Textauszug
* * * * *

Viele Journalisten seien mit Familienangehörigen und Kindern unterwegs gewesen. Die ukrainische Seite habe auf zynische und kalkulierte Weise zugeschlagen. Sie hat mit US-Präzisionswaffen vom Typ HIMARS in Anfang, Mitte und Ende der Kolonne geschossen, so Malkewitsch weiter.

Er räumte ein, dass auch er möglicherweise angegriffen werden sollte, und erinnerte daran, dass russische Journalisten zuvor bereits am 25. September nach dem Referendum in Cherson in einem Hotel unter Beschuss geraten waren. Auf seinem Telegram-Kanal schrieb Malkewitsch:

"Ein solcher Angriff auf Journalisten ist ein direkter Verstoß gegen die Genfer Konventionen und ihre Zusatzprotokolle. Dies ist ein weiterer Beweis für die Kriminalität des ukrainischen Regimes. Wir erwarten die Reaktion der internationalen Gemeinschaft, der Journalisten und der UNO."

Auch eine andere Journalistin, die 16-jährige Moderatorin des lokalen Fernsehsenders Tawrija Wlada Lugowskaja, meldete sich zu Wort. Sie berichtete von ihren Erlebnissen und Verletzungen aus dem Krankenhaus. Sie zeigte einen Granatsplitter, den die Ärtze aus ihrem Körper entfernt haben. Bei dem Beschuss der Überfahrt kam ihr Großvater ums Leben.

"Ein Konvoi von Journalisten und ich standen und warteten auf die Überfahrt. Jeder konnte das 'Feuerwerk' hören – die Arbeit der Luftabwehr natürlich. Alle dachten: Na ja, Luftverteidigung ist Luftverteidigung, keine große Sache.

* * * * *

Einträge
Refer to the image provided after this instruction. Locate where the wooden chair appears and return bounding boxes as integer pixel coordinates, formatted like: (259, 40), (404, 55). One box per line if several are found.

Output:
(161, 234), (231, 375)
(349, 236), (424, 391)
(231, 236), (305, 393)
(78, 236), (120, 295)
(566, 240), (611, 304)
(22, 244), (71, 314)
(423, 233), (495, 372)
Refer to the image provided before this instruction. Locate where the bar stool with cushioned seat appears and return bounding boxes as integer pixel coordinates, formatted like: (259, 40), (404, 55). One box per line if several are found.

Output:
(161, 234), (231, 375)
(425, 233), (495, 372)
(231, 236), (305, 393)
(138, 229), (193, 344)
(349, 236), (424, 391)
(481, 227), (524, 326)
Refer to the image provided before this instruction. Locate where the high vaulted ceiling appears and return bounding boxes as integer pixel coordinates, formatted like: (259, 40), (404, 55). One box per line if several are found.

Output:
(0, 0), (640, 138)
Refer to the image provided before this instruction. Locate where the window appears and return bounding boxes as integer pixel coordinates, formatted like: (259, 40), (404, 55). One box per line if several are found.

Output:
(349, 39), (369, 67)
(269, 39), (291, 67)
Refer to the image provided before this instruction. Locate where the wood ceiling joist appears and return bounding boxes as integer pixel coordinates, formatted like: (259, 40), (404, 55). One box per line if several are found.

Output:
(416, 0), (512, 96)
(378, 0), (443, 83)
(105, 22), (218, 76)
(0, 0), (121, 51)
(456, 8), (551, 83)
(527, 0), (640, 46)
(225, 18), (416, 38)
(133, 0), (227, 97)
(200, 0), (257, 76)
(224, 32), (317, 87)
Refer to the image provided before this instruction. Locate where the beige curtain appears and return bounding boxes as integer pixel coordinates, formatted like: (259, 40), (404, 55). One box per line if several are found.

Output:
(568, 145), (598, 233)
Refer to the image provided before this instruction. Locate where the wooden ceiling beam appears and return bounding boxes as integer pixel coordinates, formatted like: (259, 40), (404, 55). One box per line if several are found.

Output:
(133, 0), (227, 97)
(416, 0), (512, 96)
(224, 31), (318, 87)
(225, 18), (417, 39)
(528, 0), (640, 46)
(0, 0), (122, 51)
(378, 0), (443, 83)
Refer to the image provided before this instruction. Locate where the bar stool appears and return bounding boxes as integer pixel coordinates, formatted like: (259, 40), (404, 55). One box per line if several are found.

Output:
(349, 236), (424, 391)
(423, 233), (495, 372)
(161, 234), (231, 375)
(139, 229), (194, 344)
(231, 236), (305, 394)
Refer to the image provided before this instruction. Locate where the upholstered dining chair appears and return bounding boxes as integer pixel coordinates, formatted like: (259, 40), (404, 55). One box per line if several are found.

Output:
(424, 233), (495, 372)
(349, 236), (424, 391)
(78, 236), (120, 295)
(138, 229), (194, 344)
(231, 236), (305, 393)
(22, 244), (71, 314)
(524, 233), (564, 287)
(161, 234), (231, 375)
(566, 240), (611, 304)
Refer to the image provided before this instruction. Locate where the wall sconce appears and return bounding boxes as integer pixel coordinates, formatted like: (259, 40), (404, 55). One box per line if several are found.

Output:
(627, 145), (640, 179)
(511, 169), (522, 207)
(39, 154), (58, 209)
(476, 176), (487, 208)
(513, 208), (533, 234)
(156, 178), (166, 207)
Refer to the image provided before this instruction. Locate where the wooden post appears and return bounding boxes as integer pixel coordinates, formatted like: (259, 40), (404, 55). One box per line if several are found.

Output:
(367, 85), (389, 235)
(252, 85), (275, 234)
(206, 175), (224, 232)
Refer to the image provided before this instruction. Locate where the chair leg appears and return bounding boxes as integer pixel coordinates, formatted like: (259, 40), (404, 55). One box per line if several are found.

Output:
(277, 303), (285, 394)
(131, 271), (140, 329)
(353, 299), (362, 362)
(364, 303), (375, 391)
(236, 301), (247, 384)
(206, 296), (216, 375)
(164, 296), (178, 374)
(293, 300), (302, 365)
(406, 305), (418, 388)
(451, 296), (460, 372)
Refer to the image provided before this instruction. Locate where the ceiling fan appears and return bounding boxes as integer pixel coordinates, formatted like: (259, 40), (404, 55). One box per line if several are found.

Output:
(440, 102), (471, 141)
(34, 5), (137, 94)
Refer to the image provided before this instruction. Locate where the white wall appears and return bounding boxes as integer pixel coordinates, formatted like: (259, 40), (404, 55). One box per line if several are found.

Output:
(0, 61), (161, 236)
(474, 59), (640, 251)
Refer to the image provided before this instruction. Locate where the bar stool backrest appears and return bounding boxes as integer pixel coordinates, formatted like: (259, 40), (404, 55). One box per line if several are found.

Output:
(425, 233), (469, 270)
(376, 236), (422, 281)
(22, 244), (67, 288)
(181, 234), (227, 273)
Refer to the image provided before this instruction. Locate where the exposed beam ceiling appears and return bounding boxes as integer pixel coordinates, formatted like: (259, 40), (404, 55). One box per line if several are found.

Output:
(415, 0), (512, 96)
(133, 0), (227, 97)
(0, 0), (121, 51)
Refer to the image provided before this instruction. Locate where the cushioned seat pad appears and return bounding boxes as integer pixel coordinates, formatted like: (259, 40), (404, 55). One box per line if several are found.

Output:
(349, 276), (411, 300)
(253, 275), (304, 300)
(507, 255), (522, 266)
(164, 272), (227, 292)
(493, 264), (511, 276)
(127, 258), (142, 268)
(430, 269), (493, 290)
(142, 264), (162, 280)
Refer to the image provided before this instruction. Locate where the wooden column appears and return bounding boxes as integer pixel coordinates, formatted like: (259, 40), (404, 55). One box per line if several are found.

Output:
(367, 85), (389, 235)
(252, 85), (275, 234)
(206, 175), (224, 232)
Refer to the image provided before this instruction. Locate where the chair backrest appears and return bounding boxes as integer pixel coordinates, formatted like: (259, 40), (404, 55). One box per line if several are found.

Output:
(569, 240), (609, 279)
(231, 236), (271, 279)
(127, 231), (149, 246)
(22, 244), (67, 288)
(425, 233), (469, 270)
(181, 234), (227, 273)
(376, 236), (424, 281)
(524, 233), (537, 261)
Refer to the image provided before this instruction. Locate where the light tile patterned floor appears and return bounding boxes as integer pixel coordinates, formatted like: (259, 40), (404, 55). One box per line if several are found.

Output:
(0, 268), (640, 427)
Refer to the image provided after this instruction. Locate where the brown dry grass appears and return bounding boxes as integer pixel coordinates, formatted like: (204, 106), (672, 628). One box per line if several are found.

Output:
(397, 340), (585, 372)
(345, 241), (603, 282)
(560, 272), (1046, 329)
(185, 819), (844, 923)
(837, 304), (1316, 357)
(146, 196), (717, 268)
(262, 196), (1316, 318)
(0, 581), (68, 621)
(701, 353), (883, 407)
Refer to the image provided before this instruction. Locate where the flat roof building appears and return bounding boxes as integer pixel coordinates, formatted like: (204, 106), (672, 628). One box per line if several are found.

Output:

* * * * *

Pflichtaufgabe 1
Bitte beantworte kurz diese Fragen zum Textauszug:
(a) Mit welchen Waffen wurde laut Malkewitsch auf die Kolonne geschossen?
(b) An welchem Datum waren russische Journalisten zuvor in einem Hotel in Cherson unter Beschuss geraten?
(c) Wie alt ist die Moderatorin Wlada Lugowskaja?
Pflichtaufgabe 2
Gib den Abschnitt des Textauszugs wieder, beginnend mit „Auch eine andere“ und weiter bis einschließlich „keine große Sache.“, und benenne dabei „Tawrija“ in „Taurien“ um.
Pflichtaufgabe 3
Übersetze diesen Satz aus dem Textauszug ins Englische: „Bei dem Beschuss der Überfahrt kam ihr Großvater ums Leben.“
Die Einträge haben mit dem Textauszug nichts zu tun.

Musterlösung 1
(a) Mit US-Präzisionswaffen vom Typ HIMARS.
(b) Am 25. September.
(c) Sie ist 16 Jahre alt.

Musterlösung 2
Auch eine andere Journalistin, die 16-jährige Moderatorin des lokalen Fernsehsenders Taurien Wlada Lugowskaja, meldete sich zu Wort. Sie berichtete von ihren Erlebnissen und Verletzungen aus dem Krankenhaus. Sie zeigte einen Granatsplitter, den die Ärtze aus ihrem Körper entfernt haben. Bei dem Beschuss der Überfahrt kam ihr Großvater ums Leben.

"Ein Konvoi von Journalisten und ich standen und warteten auf die Überfahrt. Jeder konnte das 'Feuerwerk' hören – die Arbeit der Luftabwehr natürlich. Alle dachten: Na ja, Luftverteidigung ist Luftverteidigung, keine große Sache.

Musterlösung 3
Her grandfather was killed in the shelling of the crossing.